Espectacular sobretudo esta tirada :


para Malraux o perigo já não vinha de Hitler, mas do totalitarismo soviético

Paralelizando ... o perigo vinha agora do autoritarismo cavaquista.


...deu para rir.... a bom rir...

Publicado por: Templário às fevereiro 12, 2005 12:35 AM

Mas Nobre Guedes tem cada uma...

Quanto às hipóteses que coloca, com Portas Ministro da Cultura, ele já lhe deu a resposta, pois Santana queria entalá-lo, mas ele não aceitou a prenda envenenada, porque sabia que a Cultura o Liquidaria !

Publicado por: Templário às fevereiro 12, 2005 12:39 AM

Também partilho a opinião de que o Nobre Guedes pode dar à luz a questão do paralelo do affaire... Mas vou esperar sentado.
Quanto ao resto, terá que fazer uma revisãozinha da matéria. É que Malraux, ao contrário do que você escreve, nunca aceitou o pacto germano-soviético e essa foi a razão determinante da ruptura com o Partido francês e com a União Soviética. Uma ruptura mais formal que ideológica, pois Malraux nunca foi um militante comunista. Como escritor e filósofo defendeu sempre a liberdade do indivíduo e da inteligência contra o controlo partidário. Outro factor importante para o seu afastamento foi o inqualificável procedimento do Partido em relação a Paul Nizan (esse, sim, um militante até à medula), depois de Nizan ter entregue o cartão do Partido, em protesto contra o pacto germano-soviético. Malraux e Nizan foram companheiros de armas e só quem sabe o que isso é pode compreender a natureza da sua amizade.
O silêncio de Malraux em relação ao pacto germano-soviético não tem qualquer relação (ao contrário do que sugere) com a sua «amizade» pela URSS, mas sim com o movimento dos pacifistas de esquerda (entre os quais Breton, Simone Weil e Jean Giono, que chegou a dizer que preferia ser um alemão vivo a um francês morto), que se opunham à guerra e afirmavam não descortinar qualquer ameaça alemã. Isto em 1938. Simone Weil foi a primeira a romper com esse movimento pacifista, mas o grupo manteve-se activo até ao início da guerra.

- [OBJETIVOS]
(A) Reescreva em lista, de forma mais breve, o parágrafo do excerto sobre Malraux que começa por «O silêncio de Malraux», conservando os factos principais.
(B) Reproduza fielmente o trecho do excerto sobre Malraux que vai de "Quanto às hipóteses" até "vou esperar sentado.".

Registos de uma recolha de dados
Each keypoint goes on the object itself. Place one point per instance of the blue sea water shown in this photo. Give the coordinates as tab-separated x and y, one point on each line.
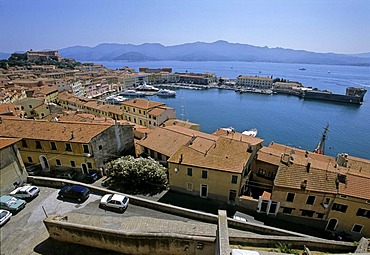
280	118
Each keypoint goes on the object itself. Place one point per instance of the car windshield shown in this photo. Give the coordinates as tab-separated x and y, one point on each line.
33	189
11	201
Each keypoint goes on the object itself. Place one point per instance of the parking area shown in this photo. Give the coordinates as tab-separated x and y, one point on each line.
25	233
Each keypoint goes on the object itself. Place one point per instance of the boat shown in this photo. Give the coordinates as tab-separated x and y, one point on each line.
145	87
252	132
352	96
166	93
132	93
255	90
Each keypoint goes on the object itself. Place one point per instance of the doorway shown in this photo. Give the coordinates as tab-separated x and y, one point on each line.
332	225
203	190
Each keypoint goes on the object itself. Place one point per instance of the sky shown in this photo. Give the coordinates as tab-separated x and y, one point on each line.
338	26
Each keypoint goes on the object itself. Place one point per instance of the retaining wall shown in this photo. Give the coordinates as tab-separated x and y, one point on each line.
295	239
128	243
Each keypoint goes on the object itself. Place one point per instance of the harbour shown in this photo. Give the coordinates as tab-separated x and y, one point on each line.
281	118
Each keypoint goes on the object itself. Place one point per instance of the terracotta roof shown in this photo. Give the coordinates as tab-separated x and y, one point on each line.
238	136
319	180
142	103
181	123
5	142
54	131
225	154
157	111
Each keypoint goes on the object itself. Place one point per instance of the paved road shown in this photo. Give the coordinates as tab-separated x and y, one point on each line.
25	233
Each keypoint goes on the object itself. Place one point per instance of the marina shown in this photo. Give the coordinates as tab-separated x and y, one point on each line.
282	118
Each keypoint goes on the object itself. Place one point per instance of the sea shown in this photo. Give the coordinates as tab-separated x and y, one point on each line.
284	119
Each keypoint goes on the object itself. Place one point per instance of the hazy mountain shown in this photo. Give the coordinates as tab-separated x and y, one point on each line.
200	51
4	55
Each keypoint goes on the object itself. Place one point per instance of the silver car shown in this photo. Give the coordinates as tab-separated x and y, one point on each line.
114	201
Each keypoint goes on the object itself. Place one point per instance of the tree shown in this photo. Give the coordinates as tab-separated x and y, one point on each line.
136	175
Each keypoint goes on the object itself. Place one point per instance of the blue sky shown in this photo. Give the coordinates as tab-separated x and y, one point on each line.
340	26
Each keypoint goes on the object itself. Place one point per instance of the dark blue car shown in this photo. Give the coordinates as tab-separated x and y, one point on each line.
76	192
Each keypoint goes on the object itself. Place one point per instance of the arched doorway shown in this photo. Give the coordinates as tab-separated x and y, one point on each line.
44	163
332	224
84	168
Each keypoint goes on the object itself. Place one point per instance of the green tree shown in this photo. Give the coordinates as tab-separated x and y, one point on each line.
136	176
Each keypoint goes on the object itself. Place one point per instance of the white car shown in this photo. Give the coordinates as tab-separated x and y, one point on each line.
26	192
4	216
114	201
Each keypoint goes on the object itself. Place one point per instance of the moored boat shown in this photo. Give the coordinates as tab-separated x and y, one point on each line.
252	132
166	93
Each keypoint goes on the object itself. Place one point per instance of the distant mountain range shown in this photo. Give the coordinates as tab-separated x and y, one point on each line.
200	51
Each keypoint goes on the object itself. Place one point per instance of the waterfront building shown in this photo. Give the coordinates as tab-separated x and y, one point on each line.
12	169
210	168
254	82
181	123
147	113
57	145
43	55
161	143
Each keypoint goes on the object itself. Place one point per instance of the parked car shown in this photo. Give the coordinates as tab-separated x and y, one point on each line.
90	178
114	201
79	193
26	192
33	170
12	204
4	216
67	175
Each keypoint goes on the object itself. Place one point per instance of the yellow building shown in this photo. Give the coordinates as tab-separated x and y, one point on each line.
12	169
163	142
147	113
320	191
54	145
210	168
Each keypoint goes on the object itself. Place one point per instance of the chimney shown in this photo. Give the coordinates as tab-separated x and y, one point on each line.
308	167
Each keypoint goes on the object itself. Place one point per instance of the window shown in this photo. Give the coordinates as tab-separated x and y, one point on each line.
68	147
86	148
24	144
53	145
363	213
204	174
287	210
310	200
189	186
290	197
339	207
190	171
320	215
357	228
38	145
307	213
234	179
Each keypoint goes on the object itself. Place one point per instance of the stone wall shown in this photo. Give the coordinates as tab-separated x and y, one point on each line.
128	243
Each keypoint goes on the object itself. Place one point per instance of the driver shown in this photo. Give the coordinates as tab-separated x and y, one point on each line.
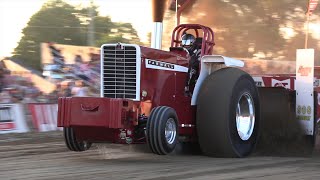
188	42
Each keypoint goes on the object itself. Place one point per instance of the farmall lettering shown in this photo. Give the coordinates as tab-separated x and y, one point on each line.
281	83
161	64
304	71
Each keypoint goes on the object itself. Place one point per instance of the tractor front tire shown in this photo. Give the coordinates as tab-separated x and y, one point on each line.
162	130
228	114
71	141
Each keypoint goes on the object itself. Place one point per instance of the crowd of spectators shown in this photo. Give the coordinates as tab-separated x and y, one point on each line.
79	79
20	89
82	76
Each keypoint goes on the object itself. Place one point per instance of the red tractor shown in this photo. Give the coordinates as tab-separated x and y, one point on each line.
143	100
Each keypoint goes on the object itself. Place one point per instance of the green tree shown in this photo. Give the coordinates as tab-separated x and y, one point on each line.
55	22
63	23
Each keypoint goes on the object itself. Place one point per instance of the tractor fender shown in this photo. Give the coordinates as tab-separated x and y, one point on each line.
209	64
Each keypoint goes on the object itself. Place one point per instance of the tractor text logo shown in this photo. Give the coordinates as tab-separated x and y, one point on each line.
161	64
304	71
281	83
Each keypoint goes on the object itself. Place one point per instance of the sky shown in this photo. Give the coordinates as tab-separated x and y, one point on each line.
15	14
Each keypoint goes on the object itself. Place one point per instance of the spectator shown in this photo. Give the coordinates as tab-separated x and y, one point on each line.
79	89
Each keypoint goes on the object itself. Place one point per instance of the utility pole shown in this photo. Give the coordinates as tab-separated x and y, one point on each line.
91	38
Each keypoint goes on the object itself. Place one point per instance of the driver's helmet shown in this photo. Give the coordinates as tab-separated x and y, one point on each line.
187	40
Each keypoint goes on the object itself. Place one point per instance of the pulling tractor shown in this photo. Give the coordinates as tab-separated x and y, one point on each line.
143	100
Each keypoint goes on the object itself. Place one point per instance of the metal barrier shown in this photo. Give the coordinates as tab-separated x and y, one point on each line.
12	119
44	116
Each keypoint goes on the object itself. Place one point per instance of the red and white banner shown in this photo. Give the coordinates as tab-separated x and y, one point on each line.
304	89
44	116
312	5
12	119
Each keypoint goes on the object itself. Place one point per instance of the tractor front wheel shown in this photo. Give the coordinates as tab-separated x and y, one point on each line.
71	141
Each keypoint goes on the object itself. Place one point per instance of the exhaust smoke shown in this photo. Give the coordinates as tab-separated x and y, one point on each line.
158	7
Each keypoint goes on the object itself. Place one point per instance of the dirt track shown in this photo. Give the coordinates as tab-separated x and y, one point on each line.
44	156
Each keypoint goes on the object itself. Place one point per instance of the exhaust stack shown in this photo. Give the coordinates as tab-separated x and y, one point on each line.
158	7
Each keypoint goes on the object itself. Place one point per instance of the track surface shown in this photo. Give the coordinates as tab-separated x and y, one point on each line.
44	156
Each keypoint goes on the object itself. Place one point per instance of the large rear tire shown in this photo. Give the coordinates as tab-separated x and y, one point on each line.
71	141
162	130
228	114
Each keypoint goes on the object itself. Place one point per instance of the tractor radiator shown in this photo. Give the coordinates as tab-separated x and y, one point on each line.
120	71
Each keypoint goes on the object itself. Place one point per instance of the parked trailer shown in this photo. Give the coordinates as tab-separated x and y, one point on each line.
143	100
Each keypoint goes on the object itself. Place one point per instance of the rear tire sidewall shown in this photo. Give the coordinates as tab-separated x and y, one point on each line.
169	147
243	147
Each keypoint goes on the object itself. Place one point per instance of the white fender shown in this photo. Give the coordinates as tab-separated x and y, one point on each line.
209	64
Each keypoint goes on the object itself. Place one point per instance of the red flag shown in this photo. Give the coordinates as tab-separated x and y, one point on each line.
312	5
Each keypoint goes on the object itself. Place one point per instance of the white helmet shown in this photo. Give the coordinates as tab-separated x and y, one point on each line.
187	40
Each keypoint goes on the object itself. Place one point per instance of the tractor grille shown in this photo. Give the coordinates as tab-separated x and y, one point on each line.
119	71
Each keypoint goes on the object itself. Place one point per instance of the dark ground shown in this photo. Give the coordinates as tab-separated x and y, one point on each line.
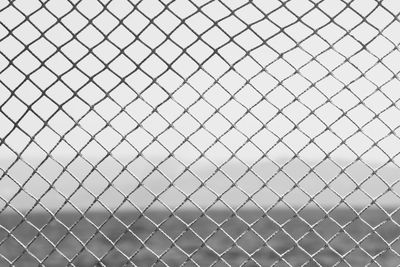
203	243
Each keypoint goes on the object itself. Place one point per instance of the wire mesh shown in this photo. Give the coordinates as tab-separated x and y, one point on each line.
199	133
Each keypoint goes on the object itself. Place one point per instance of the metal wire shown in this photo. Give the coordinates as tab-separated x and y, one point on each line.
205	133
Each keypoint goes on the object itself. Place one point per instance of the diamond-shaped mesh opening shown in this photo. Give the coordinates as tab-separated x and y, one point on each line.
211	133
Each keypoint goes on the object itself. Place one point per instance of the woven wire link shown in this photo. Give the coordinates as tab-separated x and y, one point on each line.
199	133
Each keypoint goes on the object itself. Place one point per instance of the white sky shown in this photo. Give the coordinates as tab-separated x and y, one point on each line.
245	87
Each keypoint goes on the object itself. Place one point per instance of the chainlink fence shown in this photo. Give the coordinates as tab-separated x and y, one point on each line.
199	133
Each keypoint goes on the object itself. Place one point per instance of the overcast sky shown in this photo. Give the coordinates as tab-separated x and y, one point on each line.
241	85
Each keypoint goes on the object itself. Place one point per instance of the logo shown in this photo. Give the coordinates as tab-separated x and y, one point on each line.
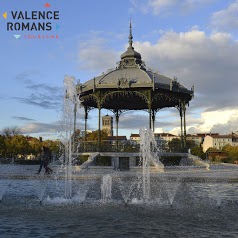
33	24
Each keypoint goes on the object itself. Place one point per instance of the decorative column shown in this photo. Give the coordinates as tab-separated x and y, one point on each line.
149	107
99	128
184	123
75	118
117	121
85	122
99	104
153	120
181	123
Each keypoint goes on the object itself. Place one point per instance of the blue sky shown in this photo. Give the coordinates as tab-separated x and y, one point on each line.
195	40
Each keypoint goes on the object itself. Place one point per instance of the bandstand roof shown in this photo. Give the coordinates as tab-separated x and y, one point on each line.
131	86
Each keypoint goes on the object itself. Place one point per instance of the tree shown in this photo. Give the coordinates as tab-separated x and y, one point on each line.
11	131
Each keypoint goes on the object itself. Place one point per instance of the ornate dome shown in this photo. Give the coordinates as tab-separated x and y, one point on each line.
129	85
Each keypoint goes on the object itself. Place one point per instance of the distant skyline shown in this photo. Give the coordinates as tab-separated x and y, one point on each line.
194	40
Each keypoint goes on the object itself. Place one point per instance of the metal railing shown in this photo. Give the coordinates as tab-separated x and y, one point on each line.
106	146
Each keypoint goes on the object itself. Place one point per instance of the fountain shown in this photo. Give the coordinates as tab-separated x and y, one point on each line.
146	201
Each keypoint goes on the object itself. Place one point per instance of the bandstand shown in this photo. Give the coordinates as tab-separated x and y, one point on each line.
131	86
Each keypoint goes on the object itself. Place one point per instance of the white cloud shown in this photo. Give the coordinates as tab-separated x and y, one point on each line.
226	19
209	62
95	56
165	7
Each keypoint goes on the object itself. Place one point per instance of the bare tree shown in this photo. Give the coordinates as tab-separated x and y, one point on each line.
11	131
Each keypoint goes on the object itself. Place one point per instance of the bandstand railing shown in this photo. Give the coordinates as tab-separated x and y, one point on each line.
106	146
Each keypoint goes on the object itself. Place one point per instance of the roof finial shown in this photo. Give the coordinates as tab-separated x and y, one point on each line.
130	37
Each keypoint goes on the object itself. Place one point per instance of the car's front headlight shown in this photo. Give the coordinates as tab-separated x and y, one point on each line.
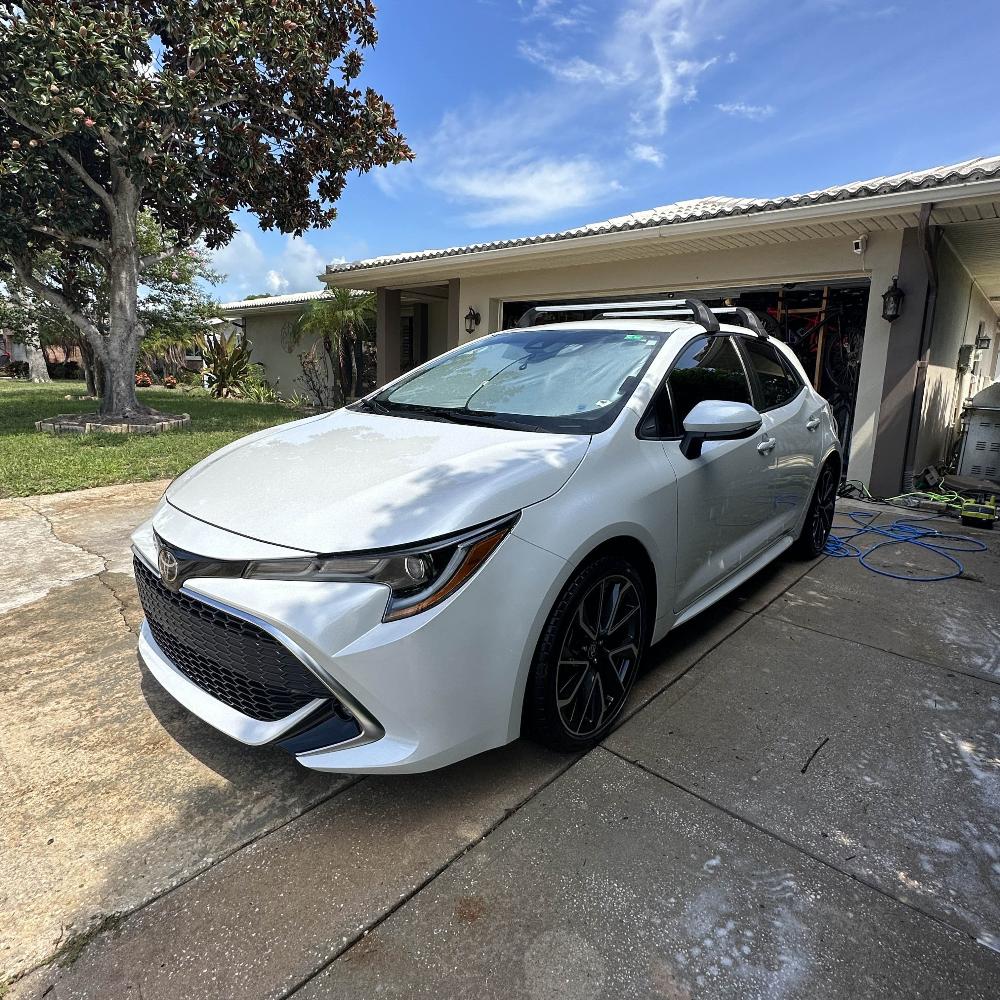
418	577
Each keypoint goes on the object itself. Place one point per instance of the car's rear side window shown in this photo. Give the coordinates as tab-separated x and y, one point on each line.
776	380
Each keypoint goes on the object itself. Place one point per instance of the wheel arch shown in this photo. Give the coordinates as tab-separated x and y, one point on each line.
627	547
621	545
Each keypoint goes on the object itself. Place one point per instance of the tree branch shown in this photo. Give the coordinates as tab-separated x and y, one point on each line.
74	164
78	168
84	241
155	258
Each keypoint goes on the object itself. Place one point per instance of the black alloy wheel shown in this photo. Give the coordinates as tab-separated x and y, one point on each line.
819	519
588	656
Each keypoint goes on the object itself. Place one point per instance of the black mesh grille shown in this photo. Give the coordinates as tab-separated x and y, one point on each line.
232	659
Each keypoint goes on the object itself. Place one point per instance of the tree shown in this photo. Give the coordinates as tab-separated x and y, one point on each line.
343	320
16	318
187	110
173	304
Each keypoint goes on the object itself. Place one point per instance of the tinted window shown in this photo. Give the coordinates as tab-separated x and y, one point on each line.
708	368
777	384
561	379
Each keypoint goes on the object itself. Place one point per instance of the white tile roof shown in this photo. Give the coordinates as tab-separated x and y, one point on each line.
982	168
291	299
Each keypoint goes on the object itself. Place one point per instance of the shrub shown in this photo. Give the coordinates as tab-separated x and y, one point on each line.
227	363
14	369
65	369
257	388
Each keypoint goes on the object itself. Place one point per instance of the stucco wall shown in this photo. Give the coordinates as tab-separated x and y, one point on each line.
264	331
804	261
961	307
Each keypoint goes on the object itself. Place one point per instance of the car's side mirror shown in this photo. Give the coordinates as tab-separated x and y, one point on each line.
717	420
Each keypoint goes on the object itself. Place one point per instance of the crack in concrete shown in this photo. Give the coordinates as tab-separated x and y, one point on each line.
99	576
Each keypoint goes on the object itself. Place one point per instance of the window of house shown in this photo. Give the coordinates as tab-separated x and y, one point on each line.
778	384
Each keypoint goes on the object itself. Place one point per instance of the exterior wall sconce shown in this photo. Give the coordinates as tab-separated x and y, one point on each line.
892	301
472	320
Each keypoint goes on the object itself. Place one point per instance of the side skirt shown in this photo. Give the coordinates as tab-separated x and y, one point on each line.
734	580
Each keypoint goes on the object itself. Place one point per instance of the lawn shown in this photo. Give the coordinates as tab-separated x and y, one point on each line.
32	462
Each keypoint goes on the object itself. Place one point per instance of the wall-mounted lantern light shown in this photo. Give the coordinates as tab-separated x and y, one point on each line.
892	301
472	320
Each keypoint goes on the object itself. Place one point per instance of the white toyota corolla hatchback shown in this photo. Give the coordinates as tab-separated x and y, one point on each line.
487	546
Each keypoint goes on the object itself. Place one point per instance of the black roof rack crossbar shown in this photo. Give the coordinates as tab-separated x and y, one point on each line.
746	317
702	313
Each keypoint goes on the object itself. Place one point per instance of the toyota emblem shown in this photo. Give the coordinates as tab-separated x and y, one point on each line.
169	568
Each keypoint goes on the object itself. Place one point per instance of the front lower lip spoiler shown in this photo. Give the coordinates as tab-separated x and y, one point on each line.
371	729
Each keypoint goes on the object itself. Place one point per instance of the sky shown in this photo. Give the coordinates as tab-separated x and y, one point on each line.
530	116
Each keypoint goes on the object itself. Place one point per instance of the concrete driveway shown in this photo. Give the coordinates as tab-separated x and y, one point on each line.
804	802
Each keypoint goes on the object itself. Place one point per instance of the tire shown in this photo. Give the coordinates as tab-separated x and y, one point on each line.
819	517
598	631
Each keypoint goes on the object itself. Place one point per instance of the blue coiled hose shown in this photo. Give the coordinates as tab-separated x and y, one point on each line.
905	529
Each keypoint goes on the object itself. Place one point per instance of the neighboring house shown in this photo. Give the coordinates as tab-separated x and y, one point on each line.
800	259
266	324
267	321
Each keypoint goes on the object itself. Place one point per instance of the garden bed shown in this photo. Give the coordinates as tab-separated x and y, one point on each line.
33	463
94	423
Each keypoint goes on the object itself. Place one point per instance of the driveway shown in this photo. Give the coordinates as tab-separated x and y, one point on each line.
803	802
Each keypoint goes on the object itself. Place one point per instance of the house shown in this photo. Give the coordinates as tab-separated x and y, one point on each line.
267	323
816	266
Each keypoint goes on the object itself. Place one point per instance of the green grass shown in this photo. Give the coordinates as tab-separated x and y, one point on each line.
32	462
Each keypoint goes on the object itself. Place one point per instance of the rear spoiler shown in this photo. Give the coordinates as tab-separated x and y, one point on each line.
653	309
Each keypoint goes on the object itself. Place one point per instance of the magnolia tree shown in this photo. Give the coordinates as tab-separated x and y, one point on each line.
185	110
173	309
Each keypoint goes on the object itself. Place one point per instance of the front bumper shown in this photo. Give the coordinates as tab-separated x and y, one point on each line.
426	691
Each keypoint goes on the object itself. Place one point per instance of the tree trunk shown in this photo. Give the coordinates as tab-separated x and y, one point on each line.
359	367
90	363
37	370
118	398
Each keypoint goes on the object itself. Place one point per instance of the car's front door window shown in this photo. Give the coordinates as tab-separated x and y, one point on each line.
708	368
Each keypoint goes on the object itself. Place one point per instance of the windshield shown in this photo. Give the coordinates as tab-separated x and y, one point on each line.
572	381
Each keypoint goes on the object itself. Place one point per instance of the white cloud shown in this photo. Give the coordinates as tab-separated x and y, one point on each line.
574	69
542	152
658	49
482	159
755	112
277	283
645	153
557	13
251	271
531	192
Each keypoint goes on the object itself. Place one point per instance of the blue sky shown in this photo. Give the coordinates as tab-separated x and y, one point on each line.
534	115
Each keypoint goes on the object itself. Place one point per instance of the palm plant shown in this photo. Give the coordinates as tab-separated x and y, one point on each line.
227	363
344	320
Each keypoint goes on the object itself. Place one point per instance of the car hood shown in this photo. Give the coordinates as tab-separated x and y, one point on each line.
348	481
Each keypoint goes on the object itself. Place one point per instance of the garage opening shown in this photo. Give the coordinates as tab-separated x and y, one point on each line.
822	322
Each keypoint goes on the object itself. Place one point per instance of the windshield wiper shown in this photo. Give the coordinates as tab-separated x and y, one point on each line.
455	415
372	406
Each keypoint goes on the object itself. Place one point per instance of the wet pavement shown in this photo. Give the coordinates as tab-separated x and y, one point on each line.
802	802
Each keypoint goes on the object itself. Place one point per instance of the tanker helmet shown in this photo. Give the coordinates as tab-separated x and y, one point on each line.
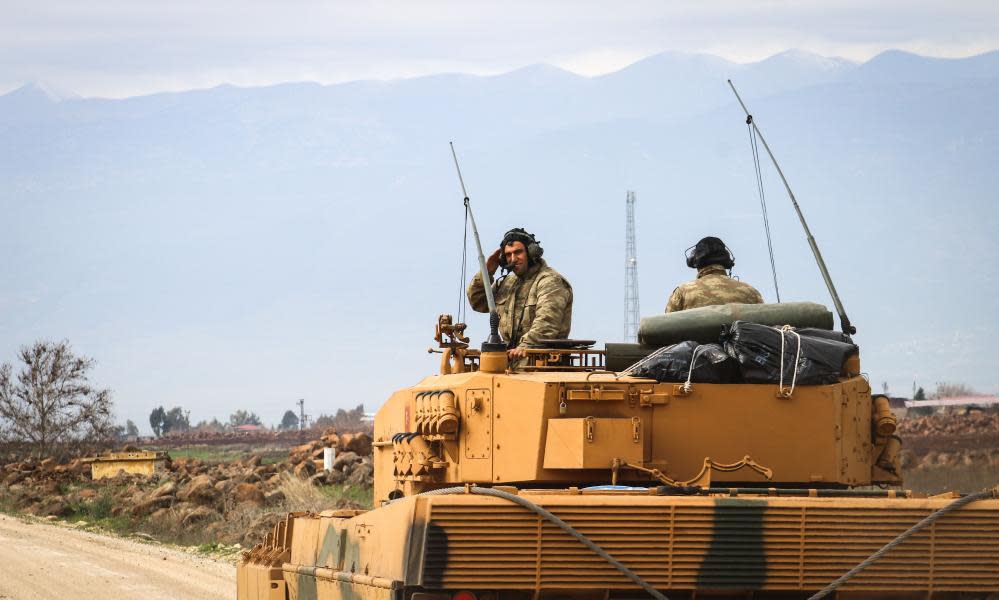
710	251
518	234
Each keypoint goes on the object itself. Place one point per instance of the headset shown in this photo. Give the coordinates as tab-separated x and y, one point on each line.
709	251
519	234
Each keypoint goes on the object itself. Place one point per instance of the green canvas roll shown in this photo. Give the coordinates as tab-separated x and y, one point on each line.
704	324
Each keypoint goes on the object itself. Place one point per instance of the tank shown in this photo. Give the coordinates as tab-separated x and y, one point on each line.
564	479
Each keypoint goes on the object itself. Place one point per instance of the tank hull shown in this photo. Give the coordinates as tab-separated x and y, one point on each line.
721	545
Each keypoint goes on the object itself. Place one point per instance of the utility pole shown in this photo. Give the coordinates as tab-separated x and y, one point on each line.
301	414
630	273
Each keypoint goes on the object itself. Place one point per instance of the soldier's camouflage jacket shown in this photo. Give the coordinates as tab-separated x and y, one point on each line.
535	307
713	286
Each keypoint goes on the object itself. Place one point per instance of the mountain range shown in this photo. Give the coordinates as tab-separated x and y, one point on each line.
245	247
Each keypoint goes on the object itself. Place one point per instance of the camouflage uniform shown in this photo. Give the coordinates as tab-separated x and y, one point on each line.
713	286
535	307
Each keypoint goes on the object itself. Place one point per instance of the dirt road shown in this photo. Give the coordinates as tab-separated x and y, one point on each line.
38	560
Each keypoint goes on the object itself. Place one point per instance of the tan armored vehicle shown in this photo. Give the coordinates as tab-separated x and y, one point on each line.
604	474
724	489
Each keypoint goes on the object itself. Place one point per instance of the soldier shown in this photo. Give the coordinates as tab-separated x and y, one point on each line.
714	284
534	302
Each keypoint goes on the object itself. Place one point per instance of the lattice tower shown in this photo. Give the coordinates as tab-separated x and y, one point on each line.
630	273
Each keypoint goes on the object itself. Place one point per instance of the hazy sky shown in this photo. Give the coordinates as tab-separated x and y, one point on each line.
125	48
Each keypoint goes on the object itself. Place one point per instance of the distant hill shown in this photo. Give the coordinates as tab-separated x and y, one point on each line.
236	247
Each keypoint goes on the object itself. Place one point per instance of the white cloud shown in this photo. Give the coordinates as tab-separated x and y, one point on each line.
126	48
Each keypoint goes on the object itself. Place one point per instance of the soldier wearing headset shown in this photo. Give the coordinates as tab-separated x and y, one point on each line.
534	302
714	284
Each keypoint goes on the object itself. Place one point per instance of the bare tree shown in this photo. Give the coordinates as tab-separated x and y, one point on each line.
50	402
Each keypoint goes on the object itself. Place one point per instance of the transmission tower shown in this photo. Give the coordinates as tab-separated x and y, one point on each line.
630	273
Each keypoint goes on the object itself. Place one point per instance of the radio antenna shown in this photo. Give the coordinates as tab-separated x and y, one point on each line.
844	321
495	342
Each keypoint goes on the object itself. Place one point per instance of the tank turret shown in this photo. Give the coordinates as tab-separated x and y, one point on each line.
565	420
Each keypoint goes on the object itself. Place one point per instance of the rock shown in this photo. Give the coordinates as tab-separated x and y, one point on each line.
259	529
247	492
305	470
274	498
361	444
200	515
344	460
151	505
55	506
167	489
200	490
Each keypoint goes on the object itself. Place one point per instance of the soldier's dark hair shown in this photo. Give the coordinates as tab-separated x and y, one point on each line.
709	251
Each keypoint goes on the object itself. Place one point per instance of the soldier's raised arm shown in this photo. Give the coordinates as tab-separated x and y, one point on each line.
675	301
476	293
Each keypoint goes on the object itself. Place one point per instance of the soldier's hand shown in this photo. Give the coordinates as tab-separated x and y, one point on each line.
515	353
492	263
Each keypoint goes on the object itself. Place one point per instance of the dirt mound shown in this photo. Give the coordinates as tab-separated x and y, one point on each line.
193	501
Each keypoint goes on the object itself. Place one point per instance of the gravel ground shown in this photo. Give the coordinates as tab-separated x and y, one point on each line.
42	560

- [SOLUÇÕES]
(A)
- O silêncio de Malraux sobre o pacto germano-soviético não se relacionava com a sua «amizade» pela URSS. Relacionava-se com o movimento dos pacifistas de esquerda.
- Esse movimento incluía Breton, Simone Weil e Jean Giono. Opunha-se à guerra e afirmava não ver qualquer ameaça alemã.
- Giono chegou a dizer que preferia ser um alemão vivo a um francês morto.
- Isto passava-se em 1938.
- Simone Weil foi a primeira a romper com o movimento, mas o grupo manteve-se activo até ao início da guerra.

(B)
Quanto às hipóteses que coloca, com Portas Ministro da Cultura, ele já lhe deu a resposta, pois Santana queria entalá-lo, mas ele não aceitou a prenda envenenada, porque sabia que a Cultura o Liquidaria !

Publicado por: Templário às fevereiro 12, 2005 12:39 AM

Também partilho a opinião de que o Nobre Guedes pode dar à luz a questão do paralelo do affaire... Mas vou esperar sentado.